• _Passage to read_:
==============================

Doctor, what’s the Prognosis?!

At Astor, we have an analogy we like to use from time to time to put into perspective our view of economic/political/fiscal, etc. events and how the market and economy may react to them. When a healthy person contracts pneumonia, they get sick no question, but through normal processes of the immune system, they resume normal functions in short order. A patient with an already compromised immune system that contracts pneumonia becomes very sick and takes an extended period to recover, and may even die. At Astor, our job is to diagnose the health of the economy.

Astor utilizes our long-tested proprietary analytic measurements to determine how healthy the patient is (patient being the economy). We measure what we consider to be the major vital signs of the macro economy and financial markets (employment, output, interest rates, market performance) and determine if the economy is healthy enough to support rigorous activity. Can we support higher risk asset prices from here or not, and to what degree of probability? Our background, experience and research have enabled us to position these figures in such a way as to provide a relevant perspective and practical framework for an investable and executable solution for client portfolios.

This isn’t a healthcare blog obviously, so what am I getting at? Follow this example with me if you will. In 2007, we started seeing signs of a declining economy, and by Q2 2008, we had reduced our exposure so significantly that we had a defensive position on the economy and the markets. The excessive borrowing and loose regulation and oversight of credit creation was like a virus already reproducing in the global economic system. The economy was already slowing down and most likely headed toward a recession. When the events of Sept/Oct 2008 happened with Lehman Brothers and the collapse of other financial institutions, this was the virus being acquired by the sick patient, and it almost died.

==============================

(Extracted data entries)
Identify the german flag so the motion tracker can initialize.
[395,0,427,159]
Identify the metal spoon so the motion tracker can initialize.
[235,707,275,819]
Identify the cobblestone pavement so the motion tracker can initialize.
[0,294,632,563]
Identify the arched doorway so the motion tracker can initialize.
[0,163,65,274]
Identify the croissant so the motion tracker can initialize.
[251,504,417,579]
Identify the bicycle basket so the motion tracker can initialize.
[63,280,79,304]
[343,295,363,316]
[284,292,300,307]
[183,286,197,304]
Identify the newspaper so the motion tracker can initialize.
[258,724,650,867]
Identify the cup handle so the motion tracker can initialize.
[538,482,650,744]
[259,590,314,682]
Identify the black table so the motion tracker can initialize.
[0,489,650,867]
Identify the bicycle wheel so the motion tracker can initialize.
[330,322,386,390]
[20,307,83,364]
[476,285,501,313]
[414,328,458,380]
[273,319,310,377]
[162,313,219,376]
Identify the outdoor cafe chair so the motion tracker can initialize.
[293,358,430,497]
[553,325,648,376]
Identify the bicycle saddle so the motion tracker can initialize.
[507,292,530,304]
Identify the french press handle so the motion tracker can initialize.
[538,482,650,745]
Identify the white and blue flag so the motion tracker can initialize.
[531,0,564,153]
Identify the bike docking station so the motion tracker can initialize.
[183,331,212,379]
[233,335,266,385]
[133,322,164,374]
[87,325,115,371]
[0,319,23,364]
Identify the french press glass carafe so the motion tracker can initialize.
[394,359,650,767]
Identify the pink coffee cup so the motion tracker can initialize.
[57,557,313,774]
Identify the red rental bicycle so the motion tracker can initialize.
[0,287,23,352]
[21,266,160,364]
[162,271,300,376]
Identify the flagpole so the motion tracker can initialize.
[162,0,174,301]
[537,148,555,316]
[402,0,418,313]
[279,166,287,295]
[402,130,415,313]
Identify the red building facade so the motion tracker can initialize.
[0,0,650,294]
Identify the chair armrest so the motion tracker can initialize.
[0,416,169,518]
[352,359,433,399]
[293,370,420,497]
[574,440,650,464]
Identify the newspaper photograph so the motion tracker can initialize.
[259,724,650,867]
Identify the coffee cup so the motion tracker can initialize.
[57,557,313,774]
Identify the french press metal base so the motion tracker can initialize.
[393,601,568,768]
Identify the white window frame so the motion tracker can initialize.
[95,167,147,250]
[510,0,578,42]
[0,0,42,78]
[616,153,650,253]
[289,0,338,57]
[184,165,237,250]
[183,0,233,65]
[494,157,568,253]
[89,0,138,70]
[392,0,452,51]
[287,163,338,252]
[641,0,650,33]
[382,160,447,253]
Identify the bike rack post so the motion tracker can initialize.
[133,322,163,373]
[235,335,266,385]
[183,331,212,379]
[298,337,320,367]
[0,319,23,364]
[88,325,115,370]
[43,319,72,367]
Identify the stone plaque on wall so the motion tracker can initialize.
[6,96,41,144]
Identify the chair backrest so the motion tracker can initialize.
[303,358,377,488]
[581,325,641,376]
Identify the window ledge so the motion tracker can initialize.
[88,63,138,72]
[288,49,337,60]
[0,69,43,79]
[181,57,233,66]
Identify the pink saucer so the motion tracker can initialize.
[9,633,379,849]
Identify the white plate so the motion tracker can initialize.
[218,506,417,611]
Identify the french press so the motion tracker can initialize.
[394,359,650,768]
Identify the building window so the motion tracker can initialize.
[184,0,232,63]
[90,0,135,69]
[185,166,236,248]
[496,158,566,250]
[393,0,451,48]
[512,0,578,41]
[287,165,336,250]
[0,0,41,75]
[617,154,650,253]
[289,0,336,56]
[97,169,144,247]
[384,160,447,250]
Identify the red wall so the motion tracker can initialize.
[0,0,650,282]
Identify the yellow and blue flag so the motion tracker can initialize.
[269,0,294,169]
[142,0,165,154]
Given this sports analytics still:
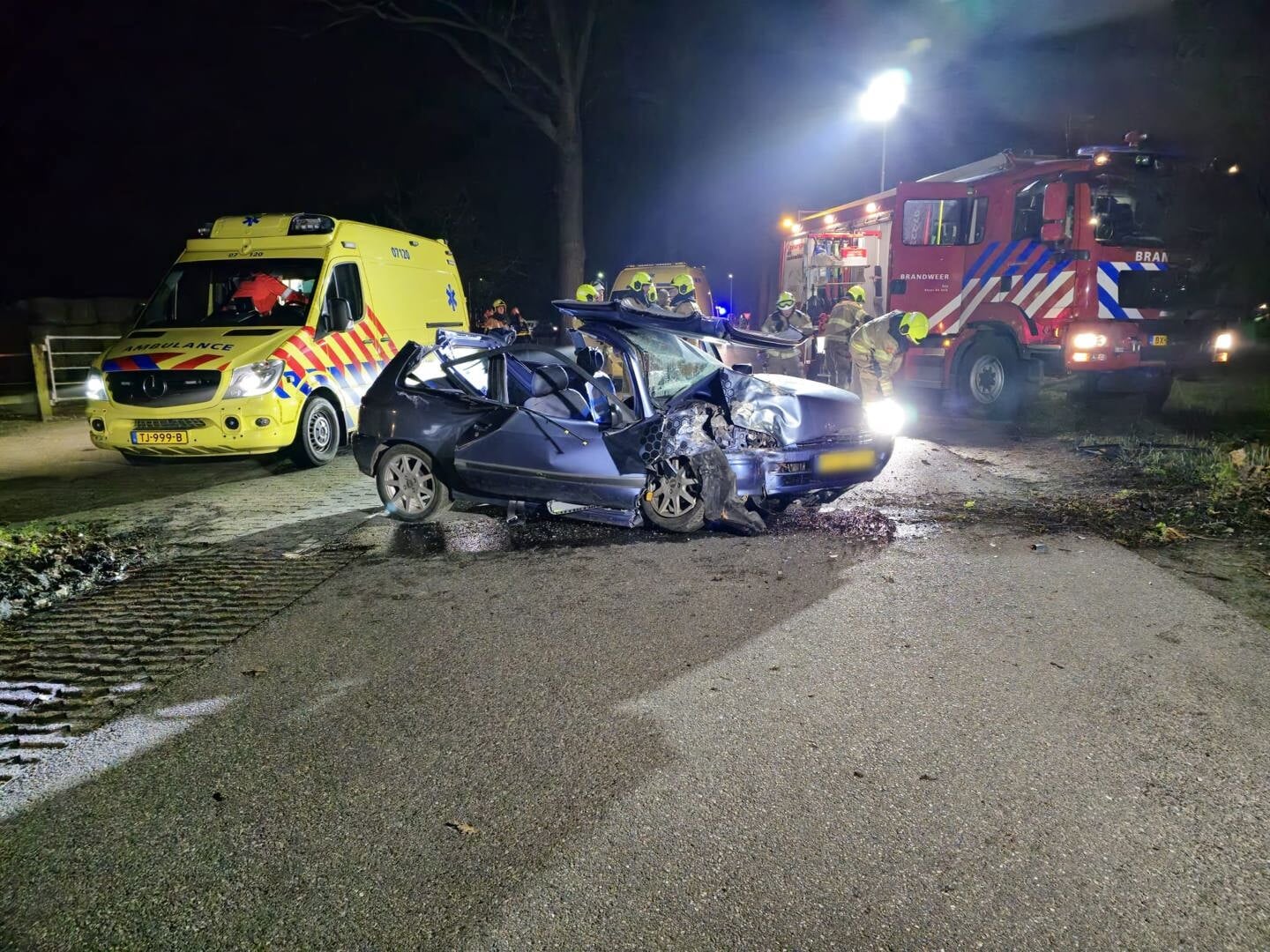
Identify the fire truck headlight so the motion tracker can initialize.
[84,370,106,400]
[1072,331,1108,350]
[865,398,907,436]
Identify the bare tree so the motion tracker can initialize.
[325,0,598,294]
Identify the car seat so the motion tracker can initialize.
[574,346,617,424]
[525,364,591,420]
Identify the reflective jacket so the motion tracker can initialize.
[851,311,909,385]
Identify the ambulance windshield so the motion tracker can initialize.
[138,257,321,328]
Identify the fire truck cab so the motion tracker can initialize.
[779,146,1214,416]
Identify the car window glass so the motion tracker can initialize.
[318,262,366,337]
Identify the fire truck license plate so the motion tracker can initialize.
[132,430,190,447]
[815,450,877,476]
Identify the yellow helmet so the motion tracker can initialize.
[626,271,656,305]
[900,311,931,344]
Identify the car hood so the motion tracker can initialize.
[719,369,863,447]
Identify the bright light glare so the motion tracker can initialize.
[857,70,909,122]
[84,370,106,400]
[865,398,907,436]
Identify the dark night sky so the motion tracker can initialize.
[0,0,1249,321]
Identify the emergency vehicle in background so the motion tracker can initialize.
[777,135,1230,415]
[85,214,467,465]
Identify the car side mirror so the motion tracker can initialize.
[330,297,353,334]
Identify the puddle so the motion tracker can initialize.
[368,505,914,559]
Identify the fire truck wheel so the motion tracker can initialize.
[956,334,1024,419]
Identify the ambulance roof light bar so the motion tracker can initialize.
[287,214,335,234]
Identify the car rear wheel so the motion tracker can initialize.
[291,396,339,470]
[375,445,450,522]
[640,456,706,532]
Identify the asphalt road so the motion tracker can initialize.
[0,429,1270,949]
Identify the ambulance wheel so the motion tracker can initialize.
[639,456,706,532]
[291,396,339,470]
[956,334,1024,420]
[375,443,450,522]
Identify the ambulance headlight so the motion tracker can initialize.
[84,370,106,400]
[865,398,907,436]
[225,357,283,400]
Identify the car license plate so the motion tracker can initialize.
[132,430,190,447]
[815,450,878,476]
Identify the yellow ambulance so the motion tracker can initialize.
[85,214,467,465]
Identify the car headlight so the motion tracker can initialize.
[225,357,283,400]
[84,370,106,400]
[1072,332,1108,350]
[865,398,908,436]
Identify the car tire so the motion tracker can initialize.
[956,334,1024,420]
[375,443,450,522]
[639,456,706,532]
[291,396,339,470]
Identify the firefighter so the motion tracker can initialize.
[825,285,869,390]
[851,311,930,402]
[612,271,656,307]
[669,273,701,317]
[762,291,814,377]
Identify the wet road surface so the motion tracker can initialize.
[0,416,1270,948]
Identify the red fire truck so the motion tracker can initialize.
[777,138,1228,415]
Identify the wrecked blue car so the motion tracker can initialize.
[353,301,893,532]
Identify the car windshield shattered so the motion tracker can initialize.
[623,328,722,406]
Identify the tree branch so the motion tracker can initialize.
[323,0,560,95]
[572,0,597,92]
[431,26,559,142]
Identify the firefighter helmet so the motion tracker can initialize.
[900,311,931,344]
[627,271,656,305]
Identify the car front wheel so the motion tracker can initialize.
[640,457,706,532]
[375,445,450,522]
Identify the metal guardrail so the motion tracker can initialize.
[43,334,118,406]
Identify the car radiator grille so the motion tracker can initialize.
[106,370,221,406]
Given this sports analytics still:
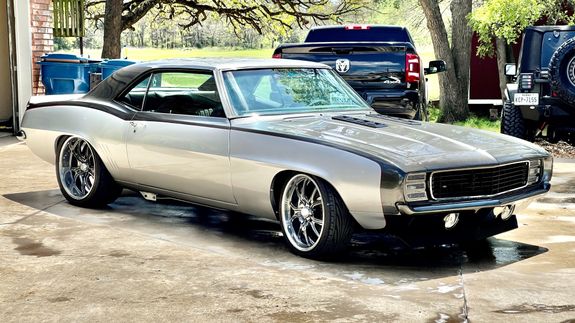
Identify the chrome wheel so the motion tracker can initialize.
[58,137,96,200]
[281,174,325,251]
[567,56,575,86]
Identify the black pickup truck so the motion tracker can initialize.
[273,25,445,120]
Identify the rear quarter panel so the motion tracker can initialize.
[22,105,129,179]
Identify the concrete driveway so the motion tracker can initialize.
[0,138,575,322]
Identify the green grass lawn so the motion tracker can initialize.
[61,47,273,61]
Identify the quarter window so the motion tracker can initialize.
[142,72,225,117]
[118,76,150,110]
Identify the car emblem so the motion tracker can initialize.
[335,58,349,73]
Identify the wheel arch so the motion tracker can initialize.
[270,169,360,227]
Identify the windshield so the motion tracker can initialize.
[224,68,370,116]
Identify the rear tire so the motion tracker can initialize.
[501,101,534,141]
[549,38,575,106]
[56,137,122,208]
[280,174,353,259]
[413,103,429,121]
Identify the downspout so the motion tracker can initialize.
[6,0,20,134]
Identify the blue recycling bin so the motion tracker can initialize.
[38,54,95,95]
[100,59,136,80]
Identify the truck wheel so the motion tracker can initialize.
[501,102,533,141]
[280,174,353,258]
[549,38,575,105]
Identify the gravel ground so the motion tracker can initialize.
[535,139,575,158]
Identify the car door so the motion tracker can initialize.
[126,71,235,204]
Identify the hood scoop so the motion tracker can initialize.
[332,116,387,128]
[368,113,421,126]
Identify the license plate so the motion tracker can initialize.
[513,93,539,105]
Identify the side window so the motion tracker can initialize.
[143,72,225,117]
[118,76,150,110]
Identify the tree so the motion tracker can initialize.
[469,0,575,99]
[419,0,472,122]
[86,0,366,58]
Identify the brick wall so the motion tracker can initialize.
[30,0,54,95]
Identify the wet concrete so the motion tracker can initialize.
[0,143,575,322]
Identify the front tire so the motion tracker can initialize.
[280,174,353,259]
[56,137,122,208]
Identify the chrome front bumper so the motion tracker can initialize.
[397,184,551,215]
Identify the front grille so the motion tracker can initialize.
[431,162,529,199]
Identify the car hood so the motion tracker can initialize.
[233,113,548,172]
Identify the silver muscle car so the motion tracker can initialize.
[20,59,553,257]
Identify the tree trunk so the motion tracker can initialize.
[419,0,472,122]
[495,37,507,103]
[102,0,122,58]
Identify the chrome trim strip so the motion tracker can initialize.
[16,130,26,141]
[428,160,535,201]
[397,185,551,215]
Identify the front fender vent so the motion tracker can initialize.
[332,116,387,128]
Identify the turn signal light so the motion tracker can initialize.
[404,173,428,202]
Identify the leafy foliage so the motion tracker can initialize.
[469,0,574,56]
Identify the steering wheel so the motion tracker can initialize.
[308,99,329,107]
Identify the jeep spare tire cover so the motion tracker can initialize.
[549,38,575,104]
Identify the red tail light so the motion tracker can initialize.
[405,53,420,83]
[345,25,371,30]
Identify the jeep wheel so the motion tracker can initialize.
[549,38,575,105]
[501,102,533,141]
[413,103,429,121]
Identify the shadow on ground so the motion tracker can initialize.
[4,190,547,284]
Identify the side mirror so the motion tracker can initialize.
[424,60,447,74]
[505,64,517,76]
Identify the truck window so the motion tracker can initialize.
[305,26,411,43]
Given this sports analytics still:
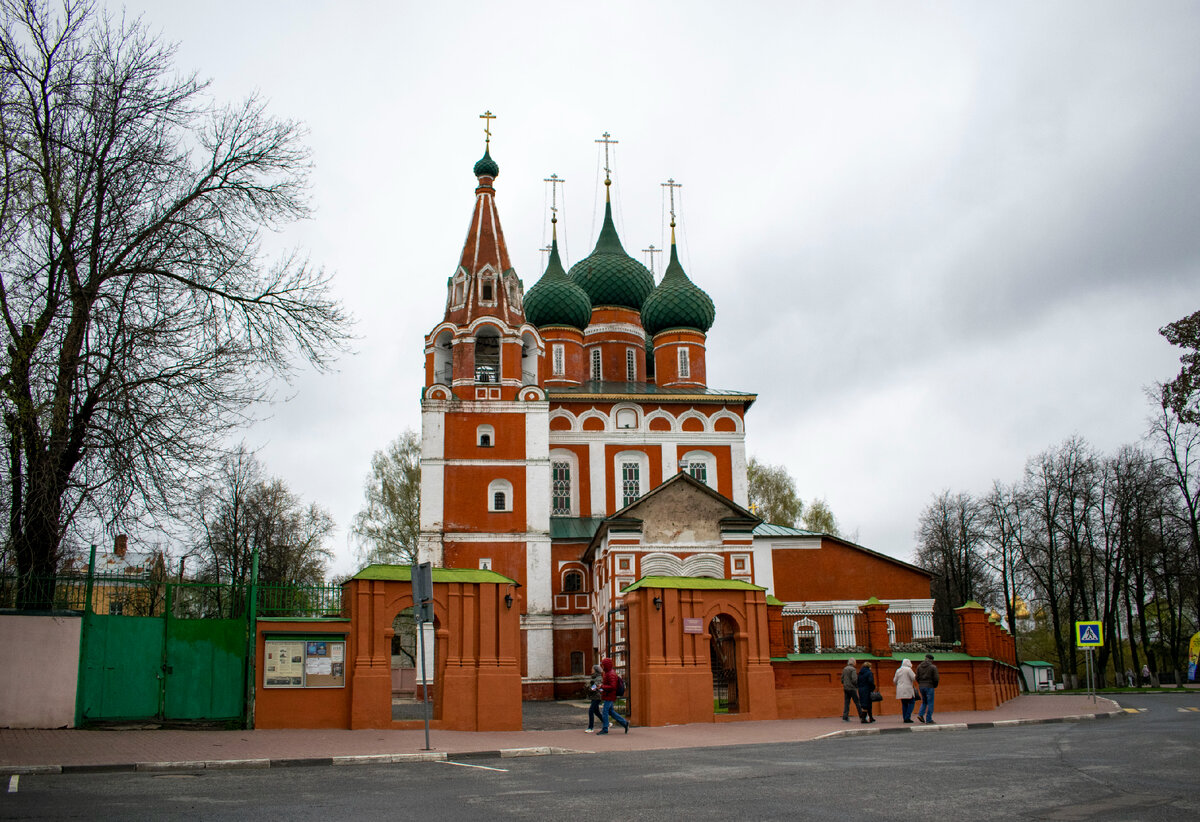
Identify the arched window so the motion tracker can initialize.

==============================

• _Tasks for this exercise_:
1. List the vital signs of the macro economy and financial markets that the economic prognosis post says Astor measures.
2. In the economic prognosis post, reproduce the part that begins with the words containing "At Astor, we" and ends with "of the economy.".
3. Answer the following from the economic prognosis post, giving each answer on its own line with the matching letter.
(a) By which quarter and year had Astor reduced its exposure to a defensive position?
(b) In the analogy, what is the patient?
(c) Which financial institution is named in connection with the events of Sept/Oct 2008?

• _Numbered responses_:
1. employment, output, interest rates, market performance

2.
At Astor, we have an analogy we like to use from time to time to put into perspective our view of economic/political/fiscal, etc. events and how the market and economy may react to them. When a healthy person contracts pneumonia, they get sick no question, but through normal processes of the immune system, they resume normal functions in short order. A patient with an already compromised immune system that contracts pneumonia becomes very sick and takes an extended period to recover, and may even die. At Astor, our job is to diagnose the health of the economy.

3.
(a) Q2 2008
(b) The economy
(c) Lehman Brothers